**WHAT YOU SHOULD DO**
Word for word, restate the records that appear below.

[[ SUPPLIED MATERIAL, beginning ]]

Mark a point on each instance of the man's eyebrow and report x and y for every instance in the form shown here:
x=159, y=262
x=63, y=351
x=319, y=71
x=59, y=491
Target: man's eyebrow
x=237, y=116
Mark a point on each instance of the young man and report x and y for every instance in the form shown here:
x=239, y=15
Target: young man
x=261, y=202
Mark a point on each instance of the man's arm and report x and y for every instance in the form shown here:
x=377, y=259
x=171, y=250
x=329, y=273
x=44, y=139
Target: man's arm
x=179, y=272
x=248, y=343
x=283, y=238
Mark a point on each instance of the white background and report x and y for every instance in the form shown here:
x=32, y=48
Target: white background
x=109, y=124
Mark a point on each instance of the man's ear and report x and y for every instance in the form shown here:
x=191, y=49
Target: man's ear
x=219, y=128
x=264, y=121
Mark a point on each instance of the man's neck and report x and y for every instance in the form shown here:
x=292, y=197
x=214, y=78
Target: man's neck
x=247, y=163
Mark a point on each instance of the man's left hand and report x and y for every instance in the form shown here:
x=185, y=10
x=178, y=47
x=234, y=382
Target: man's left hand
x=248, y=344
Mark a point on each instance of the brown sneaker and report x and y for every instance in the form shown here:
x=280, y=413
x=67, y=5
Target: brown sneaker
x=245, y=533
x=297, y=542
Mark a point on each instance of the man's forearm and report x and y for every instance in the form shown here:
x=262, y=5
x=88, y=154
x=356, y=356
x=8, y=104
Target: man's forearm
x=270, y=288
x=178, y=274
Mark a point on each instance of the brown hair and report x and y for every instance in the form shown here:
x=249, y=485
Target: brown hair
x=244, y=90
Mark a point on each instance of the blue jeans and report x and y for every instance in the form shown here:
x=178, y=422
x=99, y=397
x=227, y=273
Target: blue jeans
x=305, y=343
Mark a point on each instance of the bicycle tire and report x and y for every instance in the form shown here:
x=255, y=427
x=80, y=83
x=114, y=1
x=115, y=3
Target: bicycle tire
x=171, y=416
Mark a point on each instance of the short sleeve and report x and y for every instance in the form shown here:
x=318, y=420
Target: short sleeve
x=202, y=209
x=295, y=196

[[ SUPPLIED MATERIAL, end ]]

**ANSWER BELOW**
Mark a point on each instance of the man's eyebrow and report x and y for every instance in the form shown here:
x=159, y=262
x=63, y=351
x=319, y=71
x=59, y=491
Target: man's eyebrow
x=237, y=116
Mark a point on each instance of the young man and report x and y for every instance in the form shown here:
x=239, y=15
Target: young man
x=261, y=202
Mark a point on each instance of the man's arm and report x and y for every instance in the form shown here:
x=377, y=259
x=171, y=250
x=329, y=273
x=44, y=139
Target: man's arm
x=179, y=272
x=248, y=343
x=283, y=238
Mark a point on each instance of the white background and report x and y for every instance in the form shown here:
x=32, y=48
Target: white background
x=109, y=124
Mark a point on each instance of the man's ear and report x and y for every instance in the form shown here:
x=191, y=49
Target: man's ear
x=219, y=128
x=264, y=121
Mark a point on each instance of the man's neck and report x and y for every instance in the form shown here:
x=292, y=197
x=214, y=78
Target: man's neck
x=247, y=163
Mark a point on each instance of the man's left hand and report x and y for every instance in the form shown here:
x=185, y=10
x=178, y=47
x=234, y=382
Target: man's left hand
x=248, y=344
Mark a point on each instance of the brown sneaker and report x and y for every instance in the form shown here:
x=280, y=413
x=67, y=5
Target: brown sneaker
x=245, y=533
x=297, y=542
Mark a point on each instance of the man's forearm and report x and y for every instance in the form shown here:
x=262, y=5
x=88, y=154
x=356, y=356
x=8, y=104
Target: man's forearm
x=270, y=288
x=178, y=274
Mark a point on each instance of the brown hair and report x and y for every instance in the form shown here:
x=249, y=485
Target: brown hair
x=244, y=90
Mark a point on each instance of the blue jeans and report x and y for every instance in the form shown here:
x=178, y=422
x=99, y=397
x=227, y=273
Target: blue jeans
x=305, y=343
Mark a point on each instance of the bicycle tire and report x and y for every instance in the form shown here:
x=255, y=427
x=80, y=83
x=114, y=1
x=115, y=3
Target: bicycle tire
x=171, y=416
Mark a point on each instance of the short sleeve and report x and y for every instance in the form shown here:
x=318, y=420
Target: short sleeve
x=202, y=209
x=295, y=196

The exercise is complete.